• Your task:
The expected result is a word-for-word copy of the entries, minus any pictures.

BEGIN The records

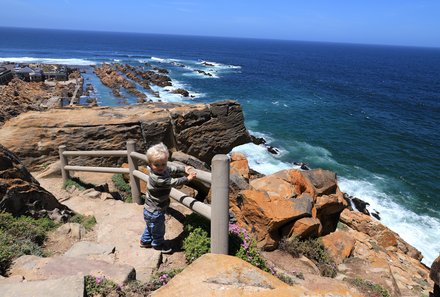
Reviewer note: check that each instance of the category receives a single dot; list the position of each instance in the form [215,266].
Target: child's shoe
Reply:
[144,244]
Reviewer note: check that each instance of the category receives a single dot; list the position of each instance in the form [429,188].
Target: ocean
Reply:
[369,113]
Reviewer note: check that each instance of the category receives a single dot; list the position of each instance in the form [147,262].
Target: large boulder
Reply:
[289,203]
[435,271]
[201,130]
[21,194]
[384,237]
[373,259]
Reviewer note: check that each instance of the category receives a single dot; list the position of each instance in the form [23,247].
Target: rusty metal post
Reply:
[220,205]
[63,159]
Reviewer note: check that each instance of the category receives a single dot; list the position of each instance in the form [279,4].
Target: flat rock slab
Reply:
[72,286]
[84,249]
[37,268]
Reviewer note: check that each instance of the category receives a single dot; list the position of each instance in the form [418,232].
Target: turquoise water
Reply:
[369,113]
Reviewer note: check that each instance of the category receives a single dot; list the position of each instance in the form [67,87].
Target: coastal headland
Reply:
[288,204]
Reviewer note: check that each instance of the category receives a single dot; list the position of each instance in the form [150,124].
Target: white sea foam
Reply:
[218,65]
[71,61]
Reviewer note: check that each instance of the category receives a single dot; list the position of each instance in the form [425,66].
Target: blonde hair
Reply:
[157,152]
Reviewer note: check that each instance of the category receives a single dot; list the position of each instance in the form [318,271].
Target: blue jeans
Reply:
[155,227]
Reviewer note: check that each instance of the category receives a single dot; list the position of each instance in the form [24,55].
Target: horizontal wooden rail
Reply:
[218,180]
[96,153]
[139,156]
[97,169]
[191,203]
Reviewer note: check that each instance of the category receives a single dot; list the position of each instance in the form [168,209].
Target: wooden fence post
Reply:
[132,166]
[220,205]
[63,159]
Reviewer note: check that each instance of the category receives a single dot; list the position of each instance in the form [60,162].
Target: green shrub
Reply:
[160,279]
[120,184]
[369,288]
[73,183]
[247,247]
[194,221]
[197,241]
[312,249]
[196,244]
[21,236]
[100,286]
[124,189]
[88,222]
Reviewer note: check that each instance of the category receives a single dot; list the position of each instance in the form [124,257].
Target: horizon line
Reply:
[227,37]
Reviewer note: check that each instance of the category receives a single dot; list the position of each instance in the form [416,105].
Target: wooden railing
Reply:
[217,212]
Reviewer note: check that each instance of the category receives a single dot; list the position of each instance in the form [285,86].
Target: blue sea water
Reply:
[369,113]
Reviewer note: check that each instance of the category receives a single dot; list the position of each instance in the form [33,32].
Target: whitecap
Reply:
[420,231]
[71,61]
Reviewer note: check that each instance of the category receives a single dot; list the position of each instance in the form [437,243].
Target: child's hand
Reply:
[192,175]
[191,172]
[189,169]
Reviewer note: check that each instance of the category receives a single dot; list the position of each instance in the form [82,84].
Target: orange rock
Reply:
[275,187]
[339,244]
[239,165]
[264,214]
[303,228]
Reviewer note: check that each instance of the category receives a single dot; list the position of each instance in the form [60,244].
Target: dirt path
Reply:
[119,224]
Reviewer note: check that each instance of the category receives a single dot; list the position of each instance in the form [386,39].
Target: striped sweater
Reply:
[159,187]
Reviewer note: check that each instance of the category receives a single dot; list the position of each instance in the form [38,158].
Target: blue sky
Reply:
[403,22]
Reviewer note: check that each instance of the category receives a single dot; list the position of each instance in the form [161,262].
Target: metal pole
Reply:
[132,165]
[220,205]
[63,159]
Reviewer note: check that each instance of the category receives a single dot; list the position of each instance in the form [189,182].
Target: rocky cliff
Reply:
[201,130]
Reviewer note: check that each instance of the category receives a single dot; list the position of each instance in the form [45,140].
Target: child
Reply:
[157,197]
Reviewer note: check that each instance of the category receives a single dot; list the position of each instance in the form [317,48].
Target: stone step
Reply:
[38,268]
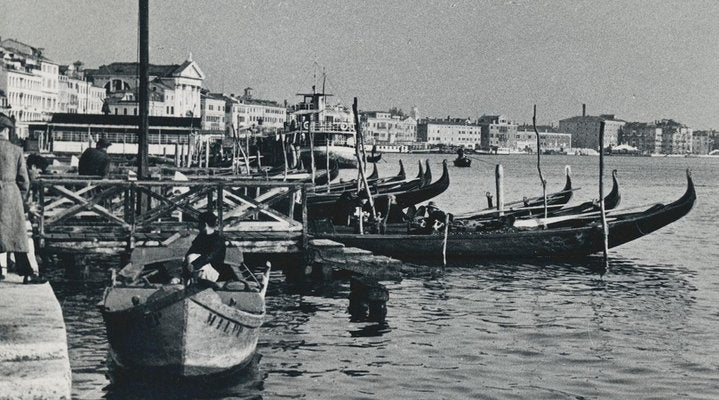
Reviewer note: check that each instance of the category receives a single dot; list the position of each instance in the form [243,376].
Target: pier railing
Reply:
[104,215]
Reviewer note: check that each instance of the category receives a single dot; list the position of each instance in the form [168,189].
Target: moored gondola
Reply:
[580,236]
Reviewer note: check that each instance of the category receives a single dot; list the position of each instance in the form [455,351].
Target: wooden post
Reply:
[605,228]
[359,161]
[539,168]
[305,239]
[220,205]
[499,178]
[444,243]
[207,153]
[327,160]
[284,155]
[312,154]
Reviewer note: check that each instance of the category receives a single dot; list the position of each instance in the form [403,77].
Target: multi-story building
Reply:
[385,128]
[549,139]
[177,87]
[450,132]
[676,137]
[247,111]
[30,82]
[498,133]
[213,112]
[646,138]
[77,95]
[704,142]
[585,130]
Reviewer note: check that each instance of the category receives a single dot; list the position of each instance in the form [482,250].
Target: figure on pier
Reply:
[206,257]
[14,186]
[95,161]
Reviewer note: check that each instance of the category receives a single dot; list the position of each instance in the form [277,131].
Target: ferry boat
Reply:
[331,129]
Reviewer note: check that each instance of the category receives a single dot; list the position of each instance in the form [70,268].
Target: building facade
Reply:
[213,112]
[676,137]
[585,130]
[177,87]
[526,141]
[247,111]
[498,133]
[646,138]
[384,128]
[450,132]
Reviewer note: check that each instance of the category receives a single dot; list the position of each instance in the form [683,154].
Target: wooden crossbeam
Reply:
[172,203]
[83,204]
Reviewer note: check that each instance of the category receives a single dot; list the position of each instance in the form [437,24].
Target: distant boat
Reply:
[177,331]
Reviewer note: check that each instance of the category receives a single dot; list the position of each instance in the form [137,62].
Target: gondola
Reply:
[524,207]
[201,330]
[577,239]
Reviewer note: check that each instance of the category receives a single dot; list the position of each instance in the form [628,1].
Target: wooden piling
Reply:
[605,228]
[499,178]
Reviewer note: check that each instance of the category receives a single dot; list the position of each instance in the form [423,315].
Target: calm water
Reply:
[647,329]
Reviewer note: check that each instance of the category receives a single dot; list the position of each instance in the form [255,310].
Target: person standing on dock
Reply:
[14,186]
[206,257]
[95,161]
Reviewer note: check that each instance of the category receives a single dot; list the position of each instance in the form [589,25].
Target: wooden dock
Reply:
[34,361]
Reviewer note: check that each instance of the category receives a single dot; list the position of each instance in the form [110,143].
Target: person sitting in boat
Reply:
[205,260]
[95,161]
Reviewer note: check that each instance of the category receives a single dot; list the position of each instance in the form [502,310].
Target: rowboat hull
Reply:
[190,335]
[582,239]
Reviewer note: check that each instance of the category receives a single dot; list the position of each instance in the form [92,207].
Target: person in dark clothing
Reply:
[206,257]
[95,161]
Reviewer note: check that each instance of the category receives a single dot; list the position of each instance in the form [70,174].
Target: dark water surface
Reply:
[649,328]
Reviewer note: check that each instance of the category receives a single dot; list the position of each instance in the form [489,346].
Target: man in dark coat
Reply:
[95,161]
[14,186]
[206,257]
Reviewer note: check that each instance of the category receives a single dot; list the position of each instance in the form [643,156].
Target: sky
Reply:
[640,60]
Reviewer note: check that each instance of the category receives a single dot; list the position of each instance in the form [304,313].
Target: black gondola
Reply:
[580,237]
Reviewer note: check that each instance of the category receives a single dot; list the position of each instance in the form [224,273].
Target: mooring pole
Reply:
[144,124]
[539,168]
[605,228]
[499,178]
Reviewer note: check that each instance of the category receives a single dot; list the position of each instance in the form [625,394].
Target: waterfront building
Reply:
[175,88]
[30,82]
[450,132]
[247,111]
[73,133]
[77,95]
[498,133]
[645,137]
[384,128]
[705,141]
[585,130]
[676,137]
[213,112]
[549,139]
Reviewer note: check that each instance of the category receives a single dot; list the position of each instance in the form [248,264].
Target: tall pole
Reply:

END The records

• Completed task:
Reviewer note: check that each instance of the category receives a single dot; list the position of each instance in the form [215,266].
Target: child's shoe
Reply:
[144,244]
Reviewer note: check that each instance of the category receives a single dot; list the position of each instance in the form [429,188].
Target: ocean
Reply:
[369,113]
Reviewer note: check that each instance of the category receives a single dot; list the position of each instance in the form [147,262].
Target: large boulder
Reply:
[289,203]
[435,271]
[201,130]
[21,194]
[384,237]
[373,259]
Reviewer note: check that each instance of the category receives a single dot; list the position of each instance in the form [23,247].
Target: rusty metal post
Reply:
[220,205]
[63,159]
Reviewer note: check that each instance of the category receives a single dot; list the position of each instance in the form [279,4].
Target: flat rock slab
Reply:
[72,286]
[84,249]
[37,268]
Reviewer note: check that each instance of the category receives a single dot; list the position of each instance in the form [418,232].
Target: turquoise water
Reply:
[369,113]
Reviewer note: check that each instance of the category receives a single dot; list the position of each instance in the form [67,87].
Target: coastal headland
Reply:
[288,204]
Reviewer note: check that each instance of the category receives a single dot; list the position of each instance in the form [150,124].
Target: white sea foam
Reply:
[218,65]
[71,61]
Reviewer note: check that each instance of the category receives a single dot; list the position of each instance in the form [425,66].
Target: blonde hair
Reply:
[157,152]
Reviewer note: check that each instance of the category receives a single dot; list the position of each instance in the form [318,271].
Target: blue jeans
Reply:
[155,227]
Reviewer note: check that each instance of the category receives a single dot; list the position of each instance in the form [24,55].
Target: horizontal wooden rail
Reply:
[218,180]
[96,153]
[139,156]
[97,169]
[191,203]
Reviewer note: check that each instance of the category receives a single dot; list the position of each instance in the form [168,209].
Target: wooden fence post
Reply:
[132,166]
[220,205]
[63,159]
Reviewer note: check that each instance of the category receives a single dot; list the position of each instance in the form [60,162].
Target: green shrub
Reply:
[160,279]
[120,184]
[369,288]
[73,183]
[247,247]
[194,221]
[197,241]
[312,249]
[196,244]
[21,236]
[100,286]
[124,189]
[88,222]
Reviewer note: check that each instance of the category receives a single dot; list the position of each instance in the form [124,257].
Target: horizon line
Reply:
[227,37]
Reviewer note: check that each instance of the category receives a single dot; list the position of each instance in the form [416,105].
Target: wooden railing
Reply:
[217,212]
Reviewer note: check that each instance of the category receives a single dot; list the position of each instance in the form [285,86].
Target: blue sea water
Reply:
[369,113]
Reviewer note: check that each instance of the category receives a single dot; list the position of each instance in the form [33,32].
Target: whitecap
Reply:
[420,231]
[71,61]
Reviewer note: check that each instance of the category receives a single dot; list the position of each instance in the form [437,243].
Target: child's hand
Reply:
[192,175]
[191,172]
[189,169]
Reviewer note: check that each instance of the category receives a single dot; list the position of each instance in the form [82,84].
Target: orange rock
Reply:
[275,187]
[339,244]
[239,165]
[264,214]
[303,228]
Reviewer note: check that each instance of the category receives a single dot; list the position of each instance in the form [60,244].
Target: dirt path
Reply:
[119,224]
Reviewer note: check that each instance of the category receives a single dot; list the position of each instance in the form [386,39].
Target: striped sweater
Reply:
[159,187]
Reviewer note: check that each instance of the category receives a single dot; list the position of each instance in the form [38,158].
Target: blue sky
Reply:
[403,22]
Reviewer note: check that each instance of the category receives a single dot; list the position of each instance in the form [161,262].
Target: metal pole
Reply:
[132,165]
[220,205]
[63,159]
Reviewer note: check that each instance of the category receives a single dot; list the position of each instance in the form [189,182].
Target: rocky cliff
Reply:
[201,130]
Reviewer note: check that each instance of the category receives a single dot; list the position of each instance in the form [45,140].
Target: child
Reply:
[157,197]
Reviewer note: check that each instance of the category receives a single dot; list the position of each instance in the form [317,48].
Target: stone step
Reply:
[38,268]
Reviewer note: check that each instance of the category receives a single dot; list the position of each instance in the form [243,376].
Target: pier railing
Reply:
[104,215]
Reviewer note: check that each instance of the category receives a single dot; list the position of each instance in the form [168,189].
Target: moored gondola
Reply:
[580,236]
Reviewer note: check that each instance of the category receives a single dot; list the position of each instance in the form [455,351].
Target: wooden post
Reply:
[605,228]
[359,161]
[539,168]
[305,239]
[220,205]
[499,178]
[444,243]
[207,153]
[327,160]
[284,155]
[312,154]
Reviewer note: check that each instance of the category receives a single dot; list the position of each instance in the form [403,77].
Target: multi-story building
Reply:
[385,128]
[549,139]
[177,87]
[450,132]
[676,137]
[247,111]
[30,82]
[498,133]
[213,112]
[646,138]
[77,95]
[704,142]
[585,130]
Reviewer note: check that each instance of the category receives a single dot; list the position of each instance in the form [482,250].
Target: figure on pier
Reply:
[206,257]
[14,186]
[95,161]
Reviewer note: check that each instance of the category receives a single dot; list the position of each instance in the form [277,131].
Target: ferry boat
Reply:
[331,129]
Reviewer note: check that each instance of the category receives a single dot; list the position of each instance in the form [70,268].
Target: building facade
Reply:
[213,112]
[676,137]
[585,130]
[177,87]
[526,141]
[247,111]
[498,133]
[646,138]
[384,128]
[450,132]
Reviewer note: check that each instance of the category receives a single dot; list the position of each instance in the form [683,154].
Target: wooden crossbeam
Reply:
[172,203]
[83,204]
Reviewer note: check that each instance of the category receives a single dot; list the position of each instance in the form [437,24].
Target: distant boat
Reply:
[177,331]
Reviewer note: check that each instance of the category receives a single dot; list the position of each instance in the form [137,62].
Target: gondola
Reply:
[524,207]
[201,330]
[577,239]
Reviewer note: check that each instance of the category receives a single dot; list the position of each instance in the form [628,1].
Target: wooden piling
Reply:
[605,228]
[499,178]
Reviewer note: check that each instance of the category receives a single dot; list the position of each instance in the form [423,315].
Target: calm water
Reply:
[647,329]
Reviewer note: check that each instance of the category receives a single dot; list the position of each instance in the form [255,310].
Target: person standing on dock
Reply:
[14,186]
[206,257]
[95,161]
Reviewer note: check that each instance of the category receives a single dot; list the position of each instance in the form [589,25].
Target: wooden dock
Reply:
[34,361]
Reviewer note: check that each instance of the category receives a single dot; list the position of each instance in the form [110,143].
Target: person sitting in boat
Reply:
[205,260]
[95,161]
Reviewer note: check that each instance of the category receives a single dot; list the position of each instance in the form [502,310].
Target: rowboat hull
Reply:
[190,335]
[582,239]
Reviewer note: check that each instance of the category receives a single dot; list the position of each instance in the form [92,207].
Target: person in dark clothing
Reply:
[206,257]
[95,161]
Reviewer note: check that each instance of the category receives a single dot; list the position of each instance in the form [70,174].
Target: dark water surface
Reply:
[649,328]
Reviewer note: check that each instance of the category receives a single dot; list the position of each instance in the form [489,346].
Target: man in dark coat
Reply:
[95,161]
[14,186]
[206,257]
Reviewer note: check that each instance of the category receives a single dot; list the position of each instance in the form [643,156].
Target: sky
Reply:
[640,60]
Reviewer note: check that each instance of the category receives a single dot; list the position of each instance in the form [304,313].
Target: black gondola
Reply:
[580,237]
Reviewer note: check that each instance of the category receives a single dot; list the position of each instance in the form [224,273].
Target: mooring pole
Reply:
[144,124]
[539,168]
[605,228]
[499,178]
Reviewer note: check that each instance of the category receives a single dot; list the position of each instance in the form [625,394].
Target: waterfront building
Reply:
[175,88]
[30,82]
[450,132]
[247,111]
[73,133]
[77,95]
[498,133]
[645,137]
[384,128]
[705,141]
[585,130]
[676,137]
[213,112]
[549,139]
Reviewer note: check that each instance of the category receives a single dot; list the position of each instance in the form [248,264].
Target: tall pole
Reply:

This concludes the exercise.